* [What is required]
Copy the following records line for line, with no changes.

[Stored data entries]
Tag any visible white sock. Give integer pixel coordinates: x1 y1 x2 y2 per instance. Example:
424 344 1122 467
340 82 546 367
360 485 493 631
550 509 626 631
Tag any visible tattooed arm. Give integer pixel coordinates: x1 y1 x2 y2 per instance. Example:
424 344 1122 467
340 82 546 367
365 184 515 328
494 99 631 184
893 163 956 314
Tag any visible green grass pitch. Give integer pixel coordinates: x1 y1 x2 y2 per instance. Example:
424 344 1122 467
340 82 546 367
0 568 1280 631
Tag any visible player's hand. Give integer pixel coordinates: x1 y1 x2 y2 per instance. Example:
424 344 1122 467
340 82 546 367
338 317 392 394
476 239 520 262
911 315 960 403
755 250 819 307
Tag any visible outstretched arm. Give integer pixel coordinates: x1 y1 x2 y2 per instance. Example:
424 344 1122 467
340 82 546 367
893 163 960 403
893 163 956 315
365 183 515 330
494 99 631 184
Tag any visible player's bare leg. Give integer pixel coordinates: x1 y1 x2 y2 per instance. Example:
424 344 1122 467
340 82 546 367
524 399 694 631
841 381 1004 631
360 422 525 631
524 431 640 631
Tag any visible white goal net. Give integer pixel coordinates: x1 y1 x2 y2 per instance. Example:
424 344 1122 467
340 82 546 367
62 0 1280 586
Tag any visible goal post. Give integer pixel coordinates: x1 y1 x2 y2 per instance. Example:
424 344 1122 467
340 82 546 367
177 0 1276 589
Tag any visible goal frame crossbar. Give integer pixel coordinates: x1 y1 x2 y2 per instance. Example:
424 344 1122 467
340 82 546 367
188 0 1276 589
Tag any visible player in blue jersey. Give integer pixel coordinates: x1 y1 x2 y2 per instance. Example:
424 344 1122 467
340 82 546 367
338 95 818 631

* [Exercise answer]
Tag any visible white sock. Give integer pixel coordinates: x1 y1 x2 y2 per instance. Example:
424 344 1122 467
340 82 546 367
360 485 493 631
550 509 626 631
Tag any visible tattooed arm. Give integer pixel coordinates: x1 y1 x2 y2 per instance. Example:
424 344 1122 467
340 82 546 367
365 184 515 328
494 99 631 184
893 163 956 314
Tag any visible green grass pitch. Give integer pixel coordinates: x1 y1 x2 y2 per instance. Example:
424 344 1122 467
340 82 546 367
0 568 1280 631
Tag any visible player's hand. Give integer pixel coordinates: x1 y1 x2 y2 per instance. Example:
424 344 1122 467
340 82 546 367
338 317 392 394
476 239 520 262
911 315 960 403
755 250 819 307
Tag any visible outstretched arm. Give integer pixel coordinates: x1 y1 x2 y2 per instance. Example:
424 344 1122 467
340 82 546 367
893 163 960 403
893 163 956 315
365 183 515 330
494 99 631 184
Tag any visible player's bare leg. Give integer pixel coordinates: x1 y1 x2 y2 per instance. Example:
424 344 1122 467
340 82 546 367
524 399 694 631
841 381 1004 631
360 422 525 631
524 431 640 631
Tag any visible white goal net. Give integer pixel coordinates: x1 y1 x2 y2 per instance. Example:
424 344 1122 467
340 82 546 367
62 0 1280 586
Tag any visible goal post. Give integer pixel coordinates: x1 y1 x2 y2 per instance. Example:
424 344 1122 467
340 82 546 367
177 0 1276 589
Tag any visible goal frame crossbar. Give integer pixel coordinates: x1 y1 x2 y2 per instance. Example:
424 344 1122 467
340 82 546 367
188 0 1276 589
Tag any visible player in blue jersey. Give integer pixel coordinates: x1 y1 x2 y2 per instance. Example:
424 344 1122 467
340 82 546 367
338 95 818 631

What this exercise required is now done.